BEGIN Supplied passage
13. If the instructions say that city ordinance won't allow people to line up before 10:00 a.m., be there by 9 a.m. or you'll barely get in. We got there at 9:55 and were on the third-to-last row in the huge theater. The line was three city blocks long!

14. Be the first person in line at concessions or you won't get food. They were sold out by the time we got to concessions between the dress rehearsal and recording. Since we couldn't bring food in with us, that meant we went nearly 12 hours without eating!

15. Attending American Idol is a FABULOUS way to get some exercise.

16. Even if you're a 29-year-old stay-at-home Mom, it's still thrilling to scream like a teenager when you see the American Idol finalists. I'm only a little bit embarrassed, and it was a great way to relieve stress. :)

17. If you're going to be standing outside in a line for over three hours, it's a good idea to put sunscreen on your arms and neck... not just your face. (Oops again.) Or at least turn from side to side so you roast evenly and not just on one arm.

18. It's totally worth it. How fun!

19. Even if you had nothing to eat all day, it's still not a good idea to pig out afterward at a cool restaurant.
20. Of course I missed my family. I just had to remind myself once in a while.

21. My sister's couch is infinitely more comfortable than my very old and low quality mattress.

22. Sleeping in until 6:30 a.m. LA time is super nice! That's 7:30 a.m. Utah time. What decadence. I could have slept all day but I had more important things to attend to.
END Supplied passage
BEGIN Excerpted data
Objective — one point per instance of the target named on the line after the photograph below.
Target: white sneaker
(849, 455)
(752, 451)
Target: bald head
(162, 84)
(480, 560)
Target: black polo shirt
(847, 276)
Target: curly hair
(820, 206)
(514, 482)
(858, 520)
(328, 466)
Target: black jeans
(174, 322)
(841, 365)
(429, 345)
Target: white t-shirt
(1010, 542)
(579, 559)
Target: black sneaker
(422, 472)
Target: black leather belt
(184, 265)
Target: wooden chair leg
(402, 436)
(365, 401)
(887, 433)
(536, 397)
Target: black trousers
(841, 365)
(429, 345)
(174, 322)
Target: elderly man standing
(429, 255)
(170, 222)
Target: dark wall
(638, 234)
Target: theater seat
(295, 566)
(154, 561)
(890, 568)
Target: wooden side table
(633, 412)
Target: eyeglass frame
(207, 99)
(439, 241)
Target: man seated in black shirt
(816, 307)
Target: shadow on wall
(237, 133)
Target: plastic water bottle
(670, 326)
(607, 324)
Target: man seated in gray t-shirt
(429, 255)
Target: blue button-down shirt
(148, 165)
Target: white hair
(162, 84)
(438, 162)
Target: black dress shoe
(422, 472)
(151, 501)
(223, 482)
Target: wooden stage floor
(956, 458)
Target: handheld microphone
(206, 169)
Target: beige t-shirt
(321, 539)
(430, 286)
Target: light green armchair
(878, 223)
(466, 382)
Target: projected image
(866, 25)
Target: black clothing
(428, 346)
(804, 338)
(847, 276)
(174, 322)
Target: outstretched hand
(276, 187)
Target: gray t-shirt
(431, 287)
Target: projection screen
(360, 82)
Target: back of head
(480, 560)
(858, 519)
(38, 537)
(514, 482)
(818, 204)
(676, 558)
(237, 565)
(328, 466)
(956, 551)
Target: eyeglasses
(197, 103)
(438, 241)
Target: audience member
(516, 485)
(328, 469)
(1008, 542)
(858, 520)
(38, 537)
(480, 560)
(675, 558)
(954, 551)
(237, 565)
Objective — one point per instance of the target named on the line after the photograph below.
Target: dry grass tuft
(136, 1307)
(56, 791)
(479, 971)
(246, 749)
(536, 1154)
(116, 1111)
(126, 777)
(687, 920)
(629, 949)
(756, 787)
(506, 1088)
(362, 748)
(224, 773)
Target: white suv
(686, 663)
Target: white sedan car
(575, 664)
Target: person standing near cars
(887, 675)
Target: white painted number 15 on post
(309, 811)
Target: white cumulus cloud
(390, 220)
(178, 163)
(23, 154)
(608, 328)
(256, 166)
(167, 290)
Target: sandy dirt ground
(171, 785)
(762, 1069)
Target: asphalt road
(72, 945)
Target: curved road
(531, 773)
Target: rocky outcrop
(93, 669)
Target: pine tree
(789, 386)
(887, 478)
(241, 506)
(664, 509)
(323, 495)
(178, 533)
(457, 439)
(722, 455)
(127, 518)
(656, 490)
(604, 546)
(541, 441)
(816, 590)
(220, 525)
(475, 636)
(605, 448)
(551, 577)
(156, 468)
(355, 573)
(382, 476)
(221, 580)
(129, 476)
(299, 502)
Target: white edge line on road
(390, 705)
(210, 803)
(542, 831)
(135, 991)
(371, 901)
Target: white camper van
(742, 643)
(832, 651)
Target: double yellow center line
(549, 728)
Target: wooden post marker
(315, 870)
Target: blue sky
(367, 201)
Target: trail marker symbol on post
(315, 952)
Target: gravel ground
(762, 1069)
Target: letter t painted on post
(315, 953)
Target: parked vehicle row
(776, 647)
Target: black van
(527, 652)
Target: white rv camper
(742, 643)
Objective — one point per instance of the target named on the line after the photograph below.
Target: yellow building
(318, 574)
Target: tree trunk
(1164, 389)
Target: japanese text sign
END Excerpted data
Required work:
1: Sum up the American Idol tips in two sentences.
2: Please duplicate the part of the American Idol tips that opens with the words containing "18. It's totally" and closes with "in a while.".
You won't need the entries for any of the tasks.

Answers per task:
1: The writer advises arriving by 9 a.m. when lining up isn't allowed before 10:00 a.m., and being first at concessions, since the line stretched three city blocks and the food sold out, leaving nearly 12 hours without eating. The list also covers screaming at the finalists, putting sunscreen on arms and neck for a wait of over three hours, and finding a sister's couch more comfortable than an old mattress, and it calls the whole experience totally worth it.

2:
18. It's totally worth it. How fun!

19. Even if you had nothing to eat all day, it's still not a good idea to pig out afterward at a cool restaurant.
20. Of course I missed my family. I just had to remind myself once in a while.